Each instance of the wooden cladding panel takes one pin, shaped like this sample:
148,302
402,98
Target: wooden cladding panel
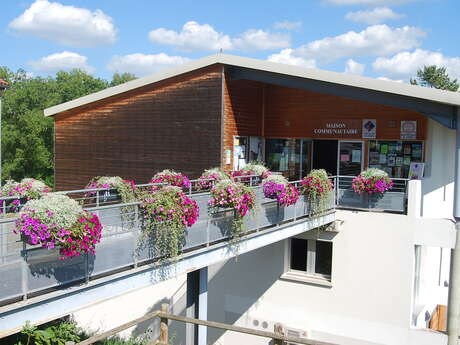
295,113
243,107
172,125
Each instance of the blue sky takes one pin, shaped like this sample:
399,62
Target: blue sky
377,38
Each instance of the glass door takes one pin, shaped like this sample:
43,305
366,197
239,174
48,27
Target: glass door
350,160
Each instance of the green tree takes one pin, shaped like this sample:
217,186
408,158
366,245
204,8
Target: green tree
436,77
118,79
27,135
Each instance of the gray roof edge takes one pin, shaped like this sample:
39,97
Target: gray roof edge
434,95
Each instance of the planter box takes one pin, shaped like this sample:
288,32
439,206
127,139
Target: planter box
388,201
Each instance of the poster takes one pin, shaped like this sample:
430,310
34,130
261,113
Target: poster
384,148
344,158
408,130
356,156
369,129
416,171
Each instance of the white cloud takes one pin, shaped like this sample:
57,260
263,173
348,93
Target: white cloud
287,25
367,2
67,25
203,37
388,79
142,64
353,67
64,61
407,63
376,40
286,56
374,16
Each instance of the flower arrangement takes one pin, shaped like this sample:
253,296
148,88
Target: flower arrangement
167,212
251,169
125,188
172,178
277,187
27,189
55,220
372,181
230,194
210,176
317,186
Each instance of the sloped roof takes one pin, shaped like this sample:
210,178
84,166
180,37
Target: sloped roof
402,89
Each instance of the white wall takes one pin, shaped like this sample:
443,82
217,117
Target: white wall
438,184
370,301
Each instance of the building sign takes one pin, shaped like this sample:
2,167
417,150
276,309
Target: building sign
369,129
337,128
408,130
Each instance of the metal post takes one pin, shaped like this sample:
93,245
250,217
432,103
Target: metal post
453,311
191,334
203,305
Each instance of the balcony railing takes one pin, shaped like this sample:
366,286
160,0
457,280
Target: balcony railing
394,200
27,271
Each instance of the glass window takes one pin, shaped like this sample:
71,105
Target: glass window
314,257
394,157
290,157
299,249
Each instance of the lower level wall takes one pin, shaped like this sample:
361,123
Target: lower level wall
370,300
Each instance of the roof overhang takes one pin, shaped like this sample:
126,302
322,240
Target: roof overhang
436,104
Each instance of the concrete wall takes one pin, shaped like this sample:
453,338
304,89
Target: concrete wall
370,301
438,184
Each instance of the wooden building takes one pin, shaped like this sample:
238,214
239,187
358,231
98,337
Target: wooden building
226,110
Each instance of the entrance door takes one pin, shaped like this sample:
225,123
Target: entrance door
325,155
350,158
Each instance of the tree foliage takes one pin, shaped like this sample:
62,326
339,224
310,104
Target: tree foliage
435,77
27,135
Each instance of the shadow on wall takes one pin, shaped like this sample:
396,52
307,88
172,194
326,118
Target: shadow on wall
230,294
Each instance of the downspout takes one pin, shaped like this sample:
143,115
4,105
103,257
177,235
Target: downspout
453,309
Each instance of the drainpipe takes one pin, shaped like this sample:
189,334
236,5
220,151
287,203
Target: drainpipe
453,310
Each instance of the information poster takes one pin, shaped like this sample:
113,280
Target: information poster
408,130
369,130
416,171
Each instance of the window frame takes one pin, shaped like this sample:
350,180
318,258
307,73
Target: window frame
309,276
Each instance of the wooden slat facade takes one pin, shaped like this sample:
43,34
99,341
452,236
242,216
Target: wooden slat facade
171,125
187,123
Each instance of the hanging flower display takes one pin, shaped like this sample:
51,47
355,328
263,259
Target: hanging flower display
317,187
251,169
210,176
168,211
125,189
25,190
277,187
55,220
172,178
372,181
234,195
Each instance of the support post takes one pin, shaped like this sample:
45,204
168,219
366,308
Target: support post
164,337
197,306
191,334
453,312
278,329
203,306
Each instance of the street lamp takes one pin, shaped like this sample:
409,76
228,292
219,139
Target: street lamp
3,86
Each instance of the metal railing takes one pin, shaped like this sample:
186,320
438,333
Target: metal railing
278,336
394,200
29,270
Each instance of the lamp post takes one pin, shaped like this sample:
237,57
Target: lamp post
3,86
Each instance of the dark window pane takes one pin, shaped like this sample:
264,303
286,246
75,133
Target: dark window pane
323,263
299,254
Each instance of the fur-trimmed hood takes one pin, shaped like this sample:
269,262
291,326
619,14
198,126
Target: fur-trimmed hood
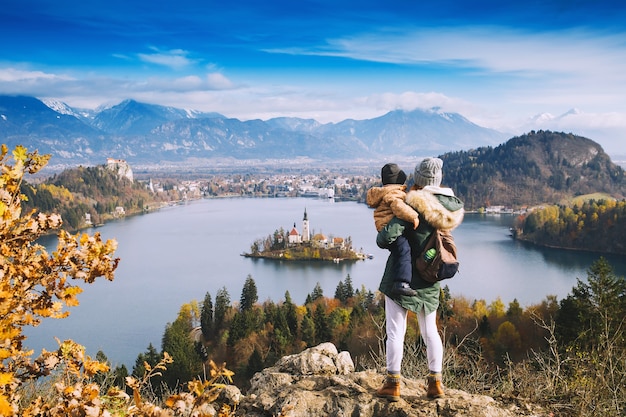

============================================================

> **Task to carry out**: All lines of the records above with the word "hood" in them are to be copied.

> **Answer**:
Each instance of the fur-trimmed hood takes one pin, shaped like this sample:
Target: fur-trimmed hood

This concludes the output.